-- Exercise brief --
Reproduce every entry below word for word, changing nothing.

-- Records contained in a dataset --
>> Begin

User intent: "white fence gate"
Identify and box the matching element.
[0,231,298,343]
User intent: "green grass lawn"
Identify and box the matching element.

>> End

-- Finished exercise --
User intent: "white fence gate"
Identify and box the matching element.
[0,231,298,343]
User intent: "green grass lawn"
Identify and box the matching element.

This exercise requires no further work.